▶ **Labeling and segmentation records**:
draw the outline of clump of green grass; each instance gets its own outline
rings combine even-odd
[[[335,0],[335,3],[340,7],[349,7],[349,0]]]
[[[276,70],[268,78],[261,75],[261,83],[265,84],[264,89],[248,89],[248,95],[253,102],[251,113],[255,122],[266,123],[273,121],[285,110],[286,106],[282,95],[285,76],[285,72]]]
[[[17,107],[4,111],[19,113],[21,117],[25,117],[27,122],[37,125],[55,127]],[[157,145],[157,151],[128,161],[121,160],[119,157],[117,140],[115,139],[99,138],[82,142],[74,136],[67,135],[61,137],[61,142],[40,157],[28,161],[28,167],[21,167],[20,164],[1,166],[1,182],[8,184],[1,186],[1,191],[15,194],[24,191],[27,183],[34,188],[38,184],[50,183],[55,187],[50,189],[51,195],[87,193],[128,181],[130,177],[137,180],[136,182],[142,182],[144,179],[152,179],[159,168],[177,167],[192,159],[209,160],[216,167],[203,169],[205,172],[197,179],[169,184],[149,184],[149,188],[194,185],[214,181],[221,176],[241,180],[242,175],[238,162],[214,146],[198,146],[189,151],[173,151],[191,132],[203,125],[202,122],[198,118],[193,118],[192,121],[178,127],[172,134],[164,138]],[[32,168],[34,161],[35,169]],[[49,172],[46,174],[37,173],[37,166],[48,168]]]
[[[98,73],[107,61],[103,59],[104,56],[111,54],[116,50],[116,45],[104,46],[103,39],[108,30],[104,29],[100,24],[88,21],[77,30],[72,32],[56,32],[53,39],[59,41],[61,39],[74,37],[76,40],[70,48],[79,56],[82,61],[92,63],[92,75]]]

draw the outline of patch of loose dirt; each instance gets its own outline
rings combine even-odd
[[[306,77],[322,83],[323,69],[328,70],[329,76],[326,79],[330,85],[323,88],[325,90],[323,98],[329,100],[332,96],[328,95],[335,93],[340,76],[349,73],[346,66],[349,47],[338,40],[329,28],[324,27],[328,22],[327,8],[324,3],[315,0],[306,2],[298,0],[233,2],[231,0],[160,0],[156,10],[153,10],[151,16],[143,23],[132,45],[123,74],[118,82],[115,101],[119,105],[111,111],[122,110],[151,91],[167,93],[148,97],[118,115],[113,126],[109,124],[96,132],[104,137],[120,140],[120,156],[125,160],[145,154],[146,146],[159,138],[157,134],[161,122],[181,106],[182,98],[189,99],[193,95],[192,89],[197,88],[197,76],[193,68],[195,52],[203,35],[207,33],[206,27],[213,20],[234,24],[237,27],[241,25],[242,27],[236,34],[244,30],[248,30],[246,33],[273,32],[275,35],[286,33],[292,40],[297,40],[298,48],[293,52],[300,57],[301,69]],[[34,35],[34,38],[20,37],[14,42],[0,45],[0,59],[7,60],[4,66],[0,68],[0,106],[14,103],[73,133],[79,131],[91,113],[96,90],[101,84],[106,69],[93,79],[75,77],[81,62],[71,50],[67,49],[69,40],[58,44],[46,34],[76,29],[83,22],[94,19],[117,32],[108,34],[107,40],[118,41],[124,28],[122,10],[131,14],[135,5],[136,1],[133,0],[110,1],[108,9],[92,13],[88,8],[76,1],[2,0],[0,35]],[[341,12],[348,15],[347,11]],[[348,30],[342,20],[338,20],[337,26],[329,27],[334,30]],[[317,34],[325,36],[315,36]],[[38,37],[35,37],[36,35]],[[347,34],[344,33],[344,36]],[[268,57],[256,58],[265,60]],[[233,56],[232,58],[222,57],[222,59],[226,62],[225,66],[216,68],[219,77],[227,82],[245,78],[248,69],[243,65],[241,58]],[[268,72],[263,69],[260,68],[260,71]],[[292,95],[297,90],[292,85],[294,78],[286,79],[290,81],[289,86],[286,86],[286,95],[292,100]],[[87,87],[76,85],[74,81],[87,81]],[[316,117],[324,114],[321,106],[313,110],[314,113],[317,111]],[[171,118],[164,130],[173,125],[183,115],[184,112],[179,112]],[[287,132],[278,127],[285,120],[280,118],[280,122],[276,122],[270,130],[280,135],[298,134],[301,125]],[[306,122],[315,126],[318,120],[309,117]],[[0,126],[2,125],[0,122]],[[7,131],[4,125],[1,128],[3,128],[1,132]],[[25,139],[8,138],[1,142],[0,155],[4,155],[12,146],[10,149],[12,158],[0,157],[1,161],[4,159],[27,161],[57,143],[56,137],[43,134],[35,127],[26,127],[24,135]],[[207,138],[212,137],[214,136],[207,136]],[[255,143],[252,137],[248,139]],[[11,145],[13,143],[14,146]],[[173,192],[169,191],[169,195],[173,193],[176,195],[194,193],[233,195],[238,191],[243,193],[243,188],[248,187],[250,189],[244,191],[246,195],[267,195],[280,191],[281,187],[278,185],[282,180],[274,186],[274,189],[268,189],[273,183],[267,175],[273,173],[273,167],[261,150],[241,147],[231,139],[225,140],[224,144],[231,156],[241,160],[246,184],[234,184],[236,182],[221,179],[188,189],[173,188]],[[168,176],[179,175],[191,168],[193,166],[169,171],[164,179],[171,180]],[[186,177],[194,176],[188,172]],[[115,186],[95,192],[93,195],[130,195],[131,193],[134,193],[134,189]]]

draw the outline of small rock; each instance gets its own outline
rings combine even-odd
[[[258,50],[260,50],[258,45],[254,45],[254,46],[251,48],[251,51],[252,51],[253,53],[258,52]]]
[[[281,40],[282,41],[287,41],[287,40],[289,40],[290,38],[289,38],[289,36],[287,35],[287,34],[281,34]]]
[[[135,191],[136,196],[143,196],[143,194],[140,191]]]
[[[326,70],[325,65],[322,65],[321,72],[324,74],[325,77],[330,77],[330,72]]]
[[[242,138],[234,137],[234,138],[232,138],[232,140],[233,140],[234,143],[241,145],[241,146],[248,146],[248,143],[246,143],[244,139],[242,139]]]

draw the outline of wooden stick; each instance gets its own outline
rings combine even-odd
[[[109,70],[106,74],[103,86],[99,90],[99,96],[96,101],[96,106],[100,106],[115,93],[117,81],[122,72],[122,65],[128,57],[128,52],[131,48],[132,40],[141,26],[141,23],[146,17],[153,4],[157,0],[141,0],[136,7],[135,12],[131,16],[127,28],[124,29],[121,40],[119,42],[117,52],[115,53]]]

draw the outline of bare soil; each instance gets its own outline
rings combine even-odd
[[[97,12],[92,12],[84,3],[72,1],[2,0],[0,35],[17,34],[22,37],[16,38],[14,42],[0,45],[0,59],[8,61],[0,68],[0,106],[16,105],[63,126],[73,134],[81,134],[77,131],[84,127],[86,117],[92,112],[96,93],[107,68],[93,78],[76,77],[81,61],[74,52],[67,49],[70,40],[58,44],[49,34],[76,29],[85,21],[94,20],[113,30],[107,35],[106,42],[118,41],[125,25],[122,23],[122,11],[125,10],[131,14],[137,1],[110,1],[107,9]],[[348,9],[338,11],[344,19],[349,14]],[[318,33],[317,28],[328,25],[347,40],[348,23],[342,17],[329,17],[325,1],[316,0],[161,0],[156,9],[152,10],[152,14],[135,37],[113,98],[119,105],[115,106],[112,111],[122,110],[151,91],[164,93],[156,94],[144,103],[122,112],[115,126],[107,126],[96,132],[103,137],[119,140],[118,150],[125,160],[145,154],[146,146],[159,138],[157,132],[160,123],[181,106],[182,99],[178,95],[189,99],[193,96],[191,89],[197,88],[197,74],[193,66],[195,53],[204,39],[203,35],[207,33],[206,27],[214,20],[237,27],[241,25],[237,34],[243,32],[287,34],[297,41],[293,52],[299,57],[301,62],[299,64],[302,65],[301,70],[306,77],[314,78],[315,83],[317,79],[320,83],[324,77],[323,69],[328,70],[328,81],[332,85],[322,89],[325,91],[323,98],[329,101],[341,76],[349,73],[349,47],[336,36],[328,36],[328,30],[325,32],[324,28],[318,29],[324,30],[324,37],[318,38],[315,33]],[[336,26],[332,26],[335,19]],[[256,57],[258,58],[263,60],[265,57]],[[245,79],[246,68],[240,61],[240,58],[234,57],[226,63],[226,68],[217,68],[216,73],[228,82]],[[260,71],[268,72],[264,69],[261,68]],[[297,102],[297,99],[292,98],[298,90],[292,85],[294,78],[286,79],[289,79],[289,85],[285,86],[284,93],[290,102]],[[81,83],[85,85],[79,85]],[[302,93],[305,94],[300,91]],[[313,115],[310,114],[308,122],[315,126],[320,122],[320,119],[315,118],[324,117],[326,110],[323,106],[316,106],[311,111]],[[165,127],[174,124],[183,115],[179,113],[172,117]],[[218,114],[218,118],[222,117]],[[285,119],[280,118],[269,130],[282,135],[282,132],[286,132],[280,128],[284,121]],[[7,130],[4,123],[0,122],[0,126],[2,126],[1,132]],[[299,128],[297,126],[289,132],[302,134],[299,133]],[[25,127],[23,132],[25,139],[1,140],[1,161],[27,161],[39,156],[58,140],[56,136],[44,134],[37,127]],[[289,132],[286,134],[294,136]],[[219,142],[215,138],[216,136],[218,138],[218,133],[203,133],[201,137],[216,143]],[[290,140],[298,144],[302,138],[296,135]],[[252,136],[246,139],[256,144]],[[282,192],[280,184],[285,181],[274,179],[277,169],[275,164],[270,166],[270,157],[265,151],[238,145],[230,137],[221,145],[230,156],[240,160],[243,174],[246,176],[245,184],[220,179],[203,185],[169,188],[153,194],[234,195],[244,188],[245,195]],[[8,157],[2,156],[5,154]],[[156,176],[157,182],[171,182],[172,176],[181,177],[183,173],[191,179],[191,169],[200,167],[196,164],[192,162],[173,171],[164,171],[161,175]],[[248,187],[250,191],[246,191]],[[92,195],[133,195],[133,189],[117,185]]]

▶ **EXERCISE PROMPT**: From the data above, select and copy each line that contains the word "outline".

▶ **TASK OUTPUT**:
draw the outline of clump of green grass; each instance gets its own outline
draw the outline of patch of loose dirt; each instance gets its own outline
draw the outline of small rock; each instance gets its own outline
draw the outline of wooden stick; each instance gets its own outline
draw the outline of bare soil; each instance gets its own outline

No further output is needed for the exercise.